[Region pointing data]
══════════

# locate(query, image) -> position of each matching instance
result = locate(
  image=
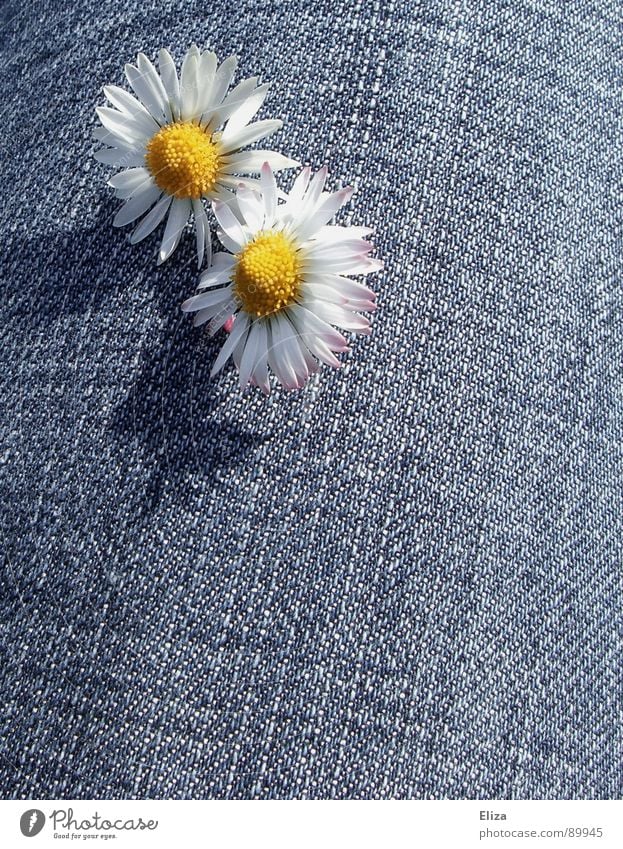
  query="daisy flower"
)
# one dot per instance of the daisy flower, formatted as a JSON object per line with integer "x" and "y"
{"x": 180, "y": 140}
{"x": 283, "y": 281}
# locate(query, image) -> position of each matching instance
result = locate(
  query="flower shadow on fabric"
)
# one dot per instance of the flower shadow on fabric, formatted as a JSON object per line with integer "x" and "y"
{"x": 178, "y": 426}
{"x": 174, "y": 429}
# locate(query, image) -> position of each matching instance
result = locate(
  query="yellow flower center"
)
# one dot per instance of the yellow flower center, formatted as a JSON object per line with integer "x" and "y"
{"x": 268, "y": 274}
{"x": 184, "y": 160}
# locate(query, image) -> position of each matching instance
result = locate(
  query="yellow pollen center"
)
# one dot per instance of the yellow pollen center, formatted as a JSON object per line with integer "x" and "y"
{"x": 268, "y": 274}
{"x": 184, "y": 160}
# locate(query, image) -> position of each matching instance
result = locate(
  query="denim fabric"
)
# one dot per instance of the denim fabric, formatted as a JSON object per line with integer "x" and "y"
{"x": 404, "y": 581}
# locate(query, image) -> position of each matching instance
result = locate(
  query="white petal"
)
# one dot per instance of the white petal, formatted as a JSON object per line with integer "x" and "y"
{"x": 207, "y": 72}
{"x": 277, "y": 354}
{"x": 202, "y": 227}
{"x": 338, "y": 315}
{"x": 178, "y": 216}
{"x": 324, "y": 212}
{"x": 337, "y": 233}
{"x": 251, "y": 207}
{"x": 250, "y": 134}
{"x": 153, "y": 80}
{"x": 295, "y": 196}
{"x": 238, "y": 333}
{"x": 340, "y": 265}
{"x": 217, "y": 114}
{"x": 151, "y": 220}
{"x": 145, "y": 93}
{"x": 293, "y": 349}
{"x": 314, "y": 189}
{"x": 189, "y": 85}
{"x": 235, "y": 237}
{"x": 220, "y": 271}
{"x": 222, "y": 316}
{"x": 247, "y": 110}
{"x": 136, "y": 206}
{"x": 123, "y": 125}
{"x": 249, "y": 355}
{"x": 127, "y": 183}
{"x": 170, "y": 81}
{"x": 269, "y": 195}
{"x": 119, "y": 157}
{"x": 342, "y": 286}
{"x": 306, "y": 323}
{"x": 125, "y": 102}
{"x": 223, "y": 78}
{"x": 206, "y": 300}
{"x": 314, "y": 343}
{"x": 333, "y": 249}
{"x": 260, "y": 371}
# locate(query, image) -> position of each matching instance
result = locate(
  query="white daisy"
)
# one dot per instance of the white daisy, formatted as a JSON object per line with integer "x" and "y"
{"x": 180, "y": 142}
{"x": 284, "y": 281}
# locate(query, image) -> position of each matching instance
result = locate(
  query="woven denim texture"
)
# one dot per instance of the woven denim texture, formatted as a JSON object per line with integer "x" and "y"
{"x": 404, "y": 581}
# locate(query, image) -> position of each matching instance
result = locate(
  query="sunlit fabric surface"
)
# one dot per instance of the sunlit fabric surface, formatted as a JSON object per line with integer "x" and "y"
{"x": 404, "y": 581}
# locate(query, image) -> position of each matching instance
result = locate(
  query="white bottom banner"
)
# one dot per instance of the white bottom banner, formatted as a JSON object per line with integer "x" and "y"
{"x": 301, "y": 824}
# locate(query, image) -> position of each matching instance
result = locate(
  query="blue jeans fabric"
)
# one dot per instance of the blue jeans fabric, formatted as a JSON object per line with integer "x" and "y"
{"x": 404, "y": 581}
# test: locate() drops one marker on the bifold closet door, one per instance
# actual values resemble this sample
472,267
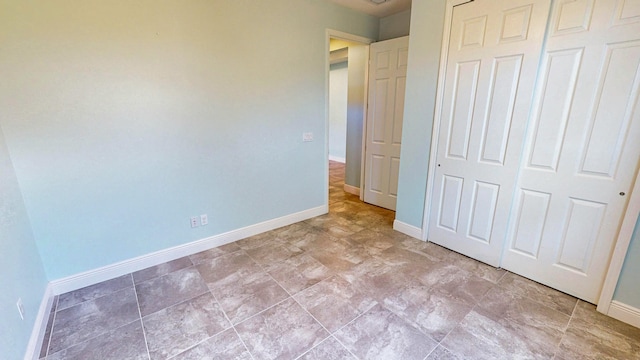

══════════

Assignment
Print the records above verbatim, pictures excluded.

Answer box
# locate(query, image) -> position of each matching instance
result = locate(
  image=
  query="daisy flower"
)
# one dot per instance of the daisy flower, formatted as a JSON object per line with integer "x" and "y"
{"x": 180, "y": 140}
{"x": 283, "y": 281}
# locate(query, image) -> position of each matching instance
result = locate(
  query="flower shadow on fabric"
)
# one dot per instance of the flower shadow on fabric, formatted as a JSON object per line with integer "x" and "y"
{"x": 178, "y": 426}
{"x": 174, "y": 429}
# locate(query, image) -> position of each matching instance
result = locate(
  query="yellow flower center"
)
# one dot per instance of the yellow flower center, formatted as a JSON object per line with integer "x" and "y"
{"x": 268, "y": 274}
{"x": 184, "y": 160}
# locate(query, image) -> position of each matching instance
result = locate(
  query="yellow pollen center"
)
# one dot per instance of the yellow pollen center, formatted as a JSON object per line with integer "x" and "y"
{"x": 268, "y": 274}
{"x": 184, "y": 160}
# locate(query, image) -> position of each matching instance
result = locate(
  query="denim fabric"
)
# one dot per instance of the denim fabric, formatted as a JSON object per line with integer "x" and "y"
{"x": 404, "y": 581}
# locate(query, image) -> position of each matching instance
result = locate(
  query="white petal"
)
# one dot per instance of the white petal, formatted as a JSON object per line with integer "x" and "y"
{"x": 207, "y": 72}
{"x": 277, "y": 354}
{"x": 202, "y": 227}
{"x": 338, "y": 315}
{"x": 178, "y": 216}
{"x": 324, "y": 212}
{"x": 337, "y": 233}
{"x": 251, "y": 207}
{"x": 250, "y": 134}
{"x": 153, "y": 80}
{"x": 295, "y": 196}
{"x": 238, "y": 333}
{"x": 340, "y": 265}
{"x": 217, "y": 114}
{"x": 151, "y": 220}
{"x": 145, "y": 93}
{"x": 293, "y": 349}
{"x": 314, "y": 189}
{"x": 189, "y": 85}
{"x": 235, "y": 237}
{"x": 220, "y": 271}
{"x": 222, "y": 316}
{"x": 247, "y": 110}
{"x": 136, "y": 206}
{"x": 123, "y": 125}
{"x": 249, "y": 355}
{"x": 127, "y": 183}
{"x": 170, "y": 81}
{"x": 269, "y": 195}
{"x": 119, "y": 157}
{"x": 342, "y": 286}
{"x": 306, "y": 323}
{"x": 125, "y": 102}
{"x": 223, "y": 78}
{"x": 206, "y": 300}
{"x": 314, "y": 343}
{"x": 333, "y": 249}
{"x": 260, "y": 371}
# locate(query, image) -> position of each matching instance
result = locate(
  query="white daisy"
)
# one dot per instance of the white daisy, formatted as a JSON object per line with integer "x" and "y"
{"x": 180, "y": 142}
{"x": 284, "y": 281}
# locate(query, image) -> position of each matching instance
result = locate(
  query="woven denim texture"
)
# one dot per instance of the woven denim texture, formatted as a JSON object per line with integer "x" and "y"
{"x": 404, "y": 581}
# locate(query, image) -> position of each matching instance
result = locate(
  query="sunlit fabric surface"
)
# one dot per instance of the sunlit fabric surface, formatted as a JSON object per line with integer "x" and "y"
{"x": 404, "y": 581}
# locate(query, image) -> position of each matching instance
result = locate(
  query="white bottom banner"
)
# one dot per instance of the white bottom banner, formatted as a JSON object per line with integer "x" and "y"
{"x": 301, "y": 824}
# locate(query, image) -> position of each matching instance
result = locate(
  query="blue jeans fabric"
)
# one dot per instance of the blue jeans fabric, formatted as a JSON object per line with integer "x" and "y"
{"x": 404, "y": 581}
# test: locate() drops one marker on the bifold closet door, one per instance
# actual values resemble this sample
472,267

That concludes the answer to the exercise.